Document excerpt
- - - -
Akhil Goyal April 15, 2021, 2:45 p.m. UTC | #3
> 
> Hi Akhil,
> 
> It is possible the user don't know how many ops to dequeue.
> For example in VPP crypto up to 64 buffers (vnet_crypto_async_frame_elt_t)
> are wrapped into the following data structure
> 
> typedef struct
> {
>   CLIB_CACHE_LINE_ALIGN_MARK (cacheline0);
>   vnet_crypto_async_frame_state_t state;
>   vnet_crypto_async_op_id_t op:8;
>   u16 n_elts;
>   vnet_crypto_async_frame_elt_t elts[VNET_CRYPTO_FRAME_SIZE];
>   u32 buffer_indices[VNET_CRYPTO_FRAME_SIZE];
>   u16 next_node_index[VNET_CRYPTO_FRAME_SIZE];
>   u32 enqueue_thread_index;
> } vnet_crypto_async_frame_t;
> 
> Instead of passing vnet_crypto_async_frame_elt_t Pointer as metadata to
> cryptodev, we have to pass vnet_crypto_async_frame_t pointer into
> cryptodev.
> The callback function helps parse the first dequeued metadata to get n_elts
> and will dequeue that many ops.
> 
> But in case we cannot dequeue the whole frame, passing the number of ops
> not dequeued yet in the next dequeue_burst operation should help us to
> dequeue the whole frame. In this case we only have to cache up to 1 frame
> pointer for half dequeued frame.
> 
> As the patch stated this should help cover both cases for user either dequeue
> the wrapped data structure with multiple buffers, or dequeue a burst of
> packets - hence giving people more flexibility.
> 
> Regards,
> Fan
> 
Ok.

Acked-by: Akhil Goyal <gakhil@marvell.com>
  
Akhil Goyal April 16, 2021, 10:12 a.m. UTC | #4
> >
> > Hi Akhil,
> >
> > It is possible the user don't know how many ops to dequeue.
> > For example in VPP crypto up to 64 buffers
> (vnet_crypto_async_frame_elt_t)
- - - -
List of tasks
1. In the struct definition quoted in the thread, name every member declared as an array sized by VNET_CRYPTO_FRAME_SIZE.
2. Set down the passage from the thread word for word, starting with "Akhil Goyal April 15, 2021, 2:45" and going on through "64 buffers (vnet_crypto_async_frame_elt_t)".
Rely on the thread alone for what comes next.

Records provided
- - - -
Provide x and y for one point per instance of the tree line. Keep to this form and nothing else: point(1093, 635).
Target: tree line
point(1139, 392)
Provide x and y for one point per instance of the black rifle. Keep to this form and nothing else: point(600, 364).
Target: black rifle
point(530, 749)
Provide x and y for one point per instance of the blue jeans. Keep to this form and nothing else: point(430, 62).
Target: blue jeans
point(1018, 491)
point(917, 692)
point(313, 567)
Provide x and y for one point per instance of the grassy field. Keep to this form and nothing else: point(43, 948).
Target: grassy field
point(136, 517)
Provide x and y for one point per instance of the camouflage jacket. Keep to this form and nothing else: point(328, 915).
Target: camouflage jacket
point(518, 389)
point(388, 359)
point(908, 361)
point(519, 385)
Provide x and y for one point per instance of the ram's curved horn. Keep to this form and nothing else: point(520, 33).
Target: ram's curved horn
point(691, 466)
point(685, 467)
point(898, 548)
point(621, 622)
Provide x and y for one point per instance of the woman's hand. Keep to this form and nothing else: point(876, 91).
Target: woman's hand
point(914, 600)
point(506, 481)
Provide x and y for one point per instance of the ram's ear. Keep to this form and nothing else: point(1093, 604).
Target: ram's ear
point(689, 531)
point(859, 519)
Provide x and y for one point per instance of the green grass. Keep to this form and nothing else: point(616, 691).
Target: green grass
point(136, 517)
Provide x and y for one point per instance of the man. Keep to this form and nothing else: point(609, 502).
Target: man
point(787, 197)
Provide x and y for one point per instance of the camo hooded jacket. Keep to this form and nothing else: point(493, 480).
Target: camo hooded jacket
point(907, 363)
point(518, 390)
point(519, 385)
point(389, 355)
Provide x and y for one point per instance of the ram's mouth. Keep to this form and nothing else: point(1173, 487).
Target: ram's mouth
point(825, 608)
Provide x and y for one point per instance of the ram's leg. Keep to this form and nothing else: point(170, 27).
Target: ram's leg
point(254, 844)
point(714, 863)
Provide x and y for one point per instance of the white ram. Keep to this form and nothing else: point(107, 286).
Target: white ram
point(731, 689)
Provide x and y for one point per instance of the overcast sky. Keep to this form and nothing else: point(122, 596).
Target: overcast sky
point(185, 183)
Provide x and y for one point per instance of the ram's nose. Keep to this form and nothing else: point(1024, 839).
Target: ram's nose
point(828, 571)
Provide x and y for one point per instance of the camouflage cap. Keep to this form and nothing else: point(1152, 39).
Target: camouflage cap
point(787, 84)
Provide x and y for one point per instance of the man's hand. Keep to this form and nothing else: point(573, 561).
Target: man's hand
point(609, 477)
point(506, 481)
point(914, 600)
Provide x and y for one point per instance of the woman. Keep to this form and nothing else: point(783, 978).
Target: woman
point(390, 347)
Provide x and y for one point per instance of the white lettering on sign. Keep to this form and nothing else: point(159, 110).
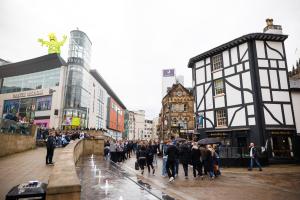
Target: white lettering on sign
point(28, 94)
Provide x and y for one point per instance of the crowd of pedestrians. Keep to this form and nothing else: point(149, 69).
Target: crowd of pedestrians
point(203, 159)
point(58, 138)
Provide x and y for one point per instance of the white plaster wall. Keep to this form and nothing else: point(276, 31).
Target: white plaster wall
point(250, 109)
point(229, 71)
point(219, 101)
point(273, 64)
point(263, 76)
point(246, 65)
point(246, 78)
point(260, 49)
point(234, 56)
point(233, 96)
point(263, 63)
point(200, 94)
point(239, 68)
point(200, 75)
point(243, 48)
point(217, 75)
point(167, 82)
point(208, 98)
point(281, 96)
point(283, 79)
point(296, 107)
point(235, 80)
point(251, 121)
point(240, 118)
point(226, 58)
point(273, 54)
point(199, 64)
point(208, 73)
point(276, 111)
point(266, 94)
point(274, 79)
point(248, 97)
point(281, 64)
point(207, 61)
point(288, 114)
point(210, 115)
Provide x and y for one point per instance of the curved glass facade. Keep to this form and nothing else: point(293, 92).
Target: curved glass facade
point(77, 94)
point(33, 81)
point(80, 48)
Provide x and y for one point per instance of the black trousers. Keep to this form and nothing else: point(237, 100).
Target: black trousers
point(185, 168)
point(170, 166)
point(49, 156)
point(150, 164)
point(142, 163)
point(197, 167)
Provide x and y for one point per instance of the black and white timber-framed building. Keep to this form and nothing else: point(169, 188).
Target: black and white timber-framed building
point(242, 94)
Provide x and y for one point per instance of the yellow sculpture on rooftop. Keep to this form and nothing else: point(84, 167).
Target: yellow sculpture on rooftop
point(53, 45)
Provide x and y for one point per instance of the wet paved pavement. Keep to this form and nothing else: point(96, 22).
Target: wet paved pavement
point(23, 167)
point(102, 179)
point(275, 182)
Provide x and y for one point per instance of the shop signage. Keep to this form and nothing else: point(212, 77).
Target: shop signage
point(28, 94)
point(74, 60)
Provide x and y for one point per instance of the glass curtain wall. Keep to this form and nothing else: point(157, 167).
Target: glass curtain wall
point(78, 85)
point(33, 81)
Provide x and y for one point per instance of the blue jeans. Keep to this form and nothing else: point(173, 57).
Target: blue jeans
point(164, 167)
point(176, 166)
point(256, 161)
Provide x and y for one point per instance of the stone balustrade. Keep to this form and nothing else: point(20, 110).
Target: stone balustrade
point(11, 142)
point(64, 182)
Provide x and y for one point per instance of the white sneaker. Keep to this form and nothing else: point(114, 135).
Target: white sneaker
point(171, 179)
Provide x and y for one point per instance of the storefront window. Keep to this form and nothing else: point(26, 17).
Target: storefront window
point(33, 81)
point(43, 103)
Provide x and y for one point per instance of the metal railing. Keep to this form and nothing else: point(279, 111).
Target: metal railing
point(13, 127)
point(233, 152)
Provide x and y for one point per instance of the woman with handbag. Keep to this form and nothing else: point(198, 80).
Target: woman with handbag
point(141, 157)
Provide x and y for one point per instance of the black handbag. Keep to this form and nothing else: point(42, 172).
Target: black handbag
point(136, 165)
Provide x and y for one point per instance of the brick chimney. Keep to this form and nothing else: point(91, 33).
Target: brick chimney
point(271, 28)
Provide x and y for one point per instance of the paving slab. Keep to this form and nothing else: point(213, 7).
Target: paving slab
point(275, 182)
point(23, 167)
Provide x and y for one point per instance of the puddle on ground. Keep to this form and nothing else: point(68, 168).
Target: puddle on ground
point(101, 179)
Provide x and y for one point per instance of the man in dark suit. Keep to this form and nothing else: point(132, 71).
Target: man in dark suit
point(253, 157)
point(172, 153)
point(50, 148)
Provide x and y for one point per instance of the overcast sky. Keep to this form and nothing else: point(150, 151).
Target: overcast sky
point(132, 41)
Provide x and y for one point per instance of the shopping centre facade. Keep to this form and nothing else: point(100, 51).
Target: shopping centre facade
point(52, 93)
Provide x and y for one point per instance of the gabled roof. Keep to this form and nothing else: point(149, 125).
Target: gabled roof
point(47, 62)
point(174, 86)
point(235, 42)
point(103, 83)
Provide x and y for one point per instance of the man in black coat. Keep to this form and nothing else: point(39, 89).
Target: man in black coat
point(172, 153)
point(184, 157)
point(253, 157)
point(50, 148)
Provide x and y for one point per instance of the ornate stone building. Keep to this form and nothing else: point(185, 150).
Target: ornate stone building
point(177, 114)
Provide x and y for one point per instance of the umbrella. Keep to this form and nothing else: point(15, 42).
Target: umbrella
point(180, 139)
point(209, 141)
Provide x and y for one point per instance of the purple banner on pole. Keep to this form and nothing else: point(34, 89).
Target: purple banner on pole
point(168, 72)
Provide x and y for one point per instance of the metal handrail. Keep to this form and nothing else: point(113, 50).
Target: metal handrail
point(8, 126)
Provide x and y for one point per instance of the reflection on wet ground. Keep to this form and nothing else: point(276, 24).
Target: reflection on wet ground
point(102, 179)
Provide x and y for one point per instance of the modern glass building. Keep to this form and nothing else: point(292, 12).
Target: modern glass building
point(76, 108)
point(31, 90)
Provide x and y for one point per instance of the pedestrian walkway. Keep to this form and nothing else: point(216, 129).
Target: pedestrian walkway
point(22, 167)
point(275, 182)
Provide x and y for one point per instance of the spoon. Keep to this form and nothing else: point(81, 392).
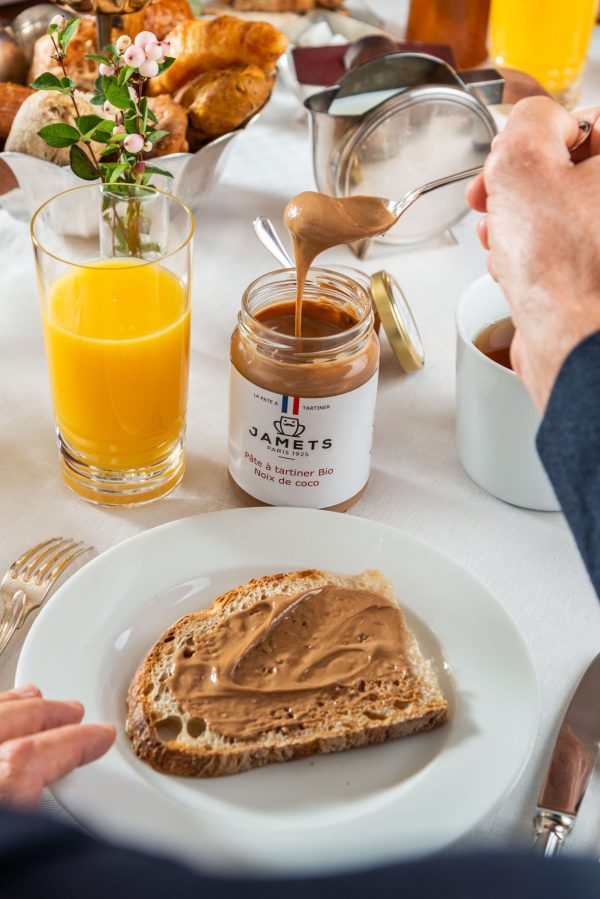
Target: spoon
point(398, 207)
point(266, 233)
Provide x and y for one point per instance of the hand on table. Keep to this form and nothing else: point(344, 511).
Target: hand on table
point(542, 204)
point(41, 740)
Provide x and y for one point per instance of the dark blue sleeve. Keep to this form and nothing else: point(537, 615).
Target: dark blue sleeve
point(42, 859)
point(568, 442)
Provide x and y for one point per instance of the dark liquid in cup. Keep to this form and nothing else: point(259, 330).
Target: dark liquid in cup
point(494, 341)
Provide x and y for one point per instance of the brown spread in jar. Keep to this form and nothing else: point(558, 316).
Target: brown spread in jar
point(286, 447)
point(317, 222)
point(272, 666)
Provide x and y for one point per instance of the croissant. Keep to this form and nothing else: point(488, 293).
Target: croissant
point(220, 101)
point(158, 16)
point(201, 45)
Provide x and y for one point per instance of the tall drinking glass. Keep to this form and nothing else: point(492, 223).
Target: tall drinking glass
point(113, 264)
point(548, 39)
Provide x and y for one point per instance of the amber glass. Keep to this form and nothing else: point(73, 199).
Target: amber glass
point(460, 23)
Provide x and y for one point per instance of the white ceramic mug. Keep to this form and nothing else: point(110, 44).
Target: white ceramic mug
point(496, 421)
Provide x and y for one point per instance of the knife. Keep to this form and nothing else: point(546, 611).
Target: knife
point(572, 764)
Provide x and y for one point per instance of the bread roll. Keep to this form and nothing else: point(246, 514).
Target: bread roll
point(201, 45)
point(159, 16)
point(45, 108)
point(282, 5)
point(220, 101)
point(172, 118)
point(12, 96)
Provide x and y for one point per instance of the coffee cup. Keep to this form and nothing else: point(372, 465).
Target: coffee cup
point(496, 421)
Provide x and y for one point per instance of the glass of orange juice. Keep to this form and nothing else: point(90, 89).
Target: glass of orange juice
point(548, 39)
point(114, 275)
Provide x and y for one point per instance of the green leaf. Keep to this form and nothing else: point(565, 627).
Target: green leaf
point(153, 136)
point(67, 33)
point(82, 164)
point(46, 82)
point(118, 96)
point(154, 170)
point(59, 135)
point(166, 64)
point(144, 112)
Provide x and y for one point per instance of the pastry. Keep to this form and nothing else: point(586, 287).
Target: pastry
point(204, 44)
point(221, 100)
point(172, 118)
point(158, 16)
point(45, 108)
point(11, 98)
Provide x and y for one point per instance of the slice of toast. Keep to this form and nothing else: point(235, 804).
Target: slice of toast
point(175, 740)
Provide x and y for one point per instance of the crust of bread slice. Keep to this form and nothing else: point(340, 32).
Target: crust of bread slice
point(197, 752)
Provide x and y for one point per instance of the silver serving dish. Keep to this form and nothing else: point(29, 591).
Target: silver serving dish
point(400, 121)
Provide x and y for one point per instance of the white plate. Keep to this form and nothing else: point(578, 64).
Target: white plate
point(357, 808)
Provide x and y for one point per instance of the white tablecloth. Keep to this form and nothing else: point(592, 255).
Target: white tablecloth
point(527, 559)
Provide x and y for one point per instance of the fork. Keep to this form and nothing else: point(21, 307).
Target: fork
point(30, 578)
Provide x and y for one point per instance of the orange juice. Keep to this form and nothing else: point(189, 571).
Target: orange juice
point(546, 38)
point(117, 336)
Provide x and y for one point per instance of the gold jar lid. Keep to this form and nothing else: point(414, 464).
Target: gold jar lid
point(398, 321)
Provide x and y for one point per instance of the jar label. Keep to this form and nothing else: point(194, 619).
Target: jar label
point(295, 451)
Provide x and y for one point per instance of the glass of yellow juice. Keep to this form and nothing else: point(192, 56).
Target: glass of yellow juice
point(114, 273)
point(548, 39)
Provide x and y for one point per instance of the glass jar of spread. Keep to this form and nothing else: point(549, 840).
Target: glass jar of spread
point(301, 407)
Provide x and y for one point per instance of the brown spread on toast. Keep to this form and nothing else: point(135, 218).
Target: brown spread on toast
point(276, 663)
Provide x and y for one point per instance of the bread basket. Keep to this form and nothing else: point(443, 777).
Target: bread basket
point(193, 174)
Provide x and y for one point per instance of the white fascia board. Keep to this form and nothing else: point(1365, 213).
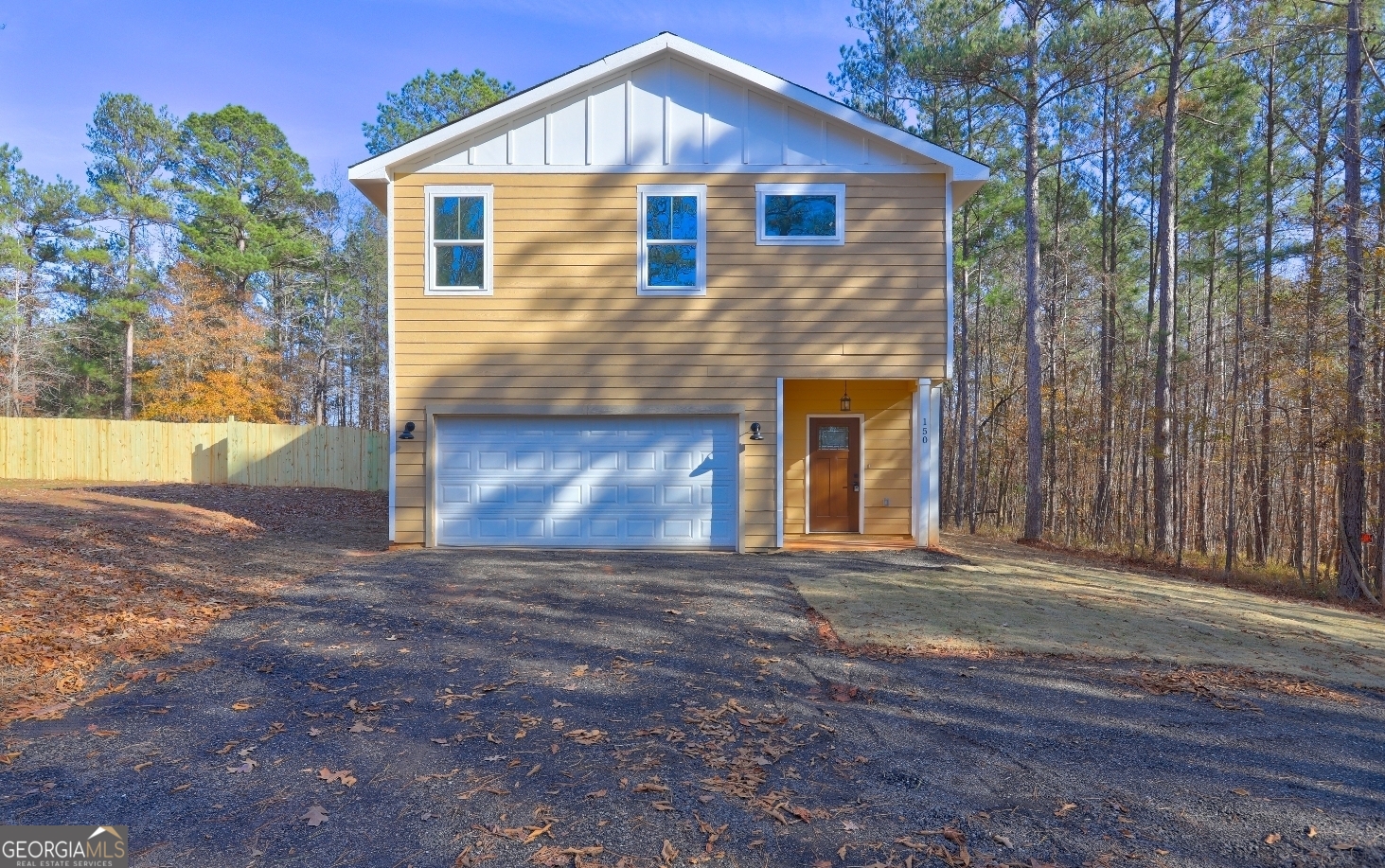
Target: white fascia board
point(959, 165)
point(959, 168)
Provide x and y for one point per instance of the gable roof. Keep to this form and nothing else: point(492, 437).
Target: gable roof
point(373, 173)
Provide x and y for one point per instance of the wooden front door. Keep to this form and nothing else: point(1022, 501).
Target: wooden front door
point(834, 481)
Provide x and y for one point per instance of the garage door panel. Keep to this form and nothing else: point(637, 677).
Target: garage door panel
point(586, 482)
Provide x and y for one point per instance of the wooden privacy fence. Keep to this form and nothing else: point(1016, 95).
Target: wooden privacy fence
point(240, 452)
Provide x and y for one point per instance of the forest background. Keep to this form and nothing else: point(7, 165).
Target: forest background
point(1168, 301)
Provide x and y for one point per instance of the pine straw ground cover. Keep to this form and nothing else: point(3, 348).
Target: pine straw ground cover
point(95, 575)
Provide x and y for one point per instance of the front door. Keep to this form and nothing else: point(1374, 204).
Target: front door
point(834, 481)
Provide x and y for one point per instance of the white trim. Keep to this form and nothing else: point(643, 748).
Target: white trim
point(742, 168)
point(835, 190)
point(948, 273)
point(957, 167)
point(915, 469)
point(488, 244)
point(924, 452)
point(642, 241)
point(389, 356)
point(808, 469)
point(935, 460)
point(778, 463)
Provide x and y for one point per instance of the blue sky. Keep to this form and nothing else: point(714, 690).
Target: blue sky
point(319, 69)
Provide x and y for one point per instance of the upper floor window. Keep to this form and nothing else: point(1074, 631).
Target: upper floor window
point(672, 239)
point(801, 213)
point(458, 239)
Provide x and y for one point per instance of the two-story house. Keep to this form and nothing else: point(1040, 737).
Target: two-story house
point(666, 301)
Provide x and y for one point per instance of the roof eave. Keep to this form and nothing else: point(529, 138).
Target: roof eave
point(377, 168)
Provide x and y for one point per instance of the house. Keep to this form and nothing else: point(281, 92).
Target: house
point(666, 301)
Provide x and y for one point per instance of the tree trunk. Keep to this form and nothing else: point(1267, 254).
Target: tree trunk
point(1262, 526)
point(1166, 242)
point(963, 385)
point(1229, 562)
point(1351, 577)
point(1034, 398)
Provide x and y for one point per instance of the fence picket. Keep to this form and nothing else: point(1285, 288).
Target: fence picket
point(245, 452)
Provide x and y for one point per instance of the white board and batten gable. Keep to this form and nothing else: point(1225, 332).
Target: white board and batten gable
point(667, 105)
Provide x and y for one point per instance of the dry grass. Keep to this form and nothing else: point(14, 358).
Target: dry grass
point(996, 597)
point(128, 574)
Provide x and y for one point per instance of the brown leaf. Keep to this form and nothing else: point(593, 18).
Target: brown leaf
- - - -
Answer set
1. elts, buffer_indices, next_node_index

2.
Akhil Goyal April 15, 2021, 2:45 p.m. UTC | #3
> 
> Hi Akhil,
> 
> It is possible the user don't know how many ops to dequeue.
> For example in VPP crypto up to 64 buffers (vnet_crypto_async_frame_elt_t)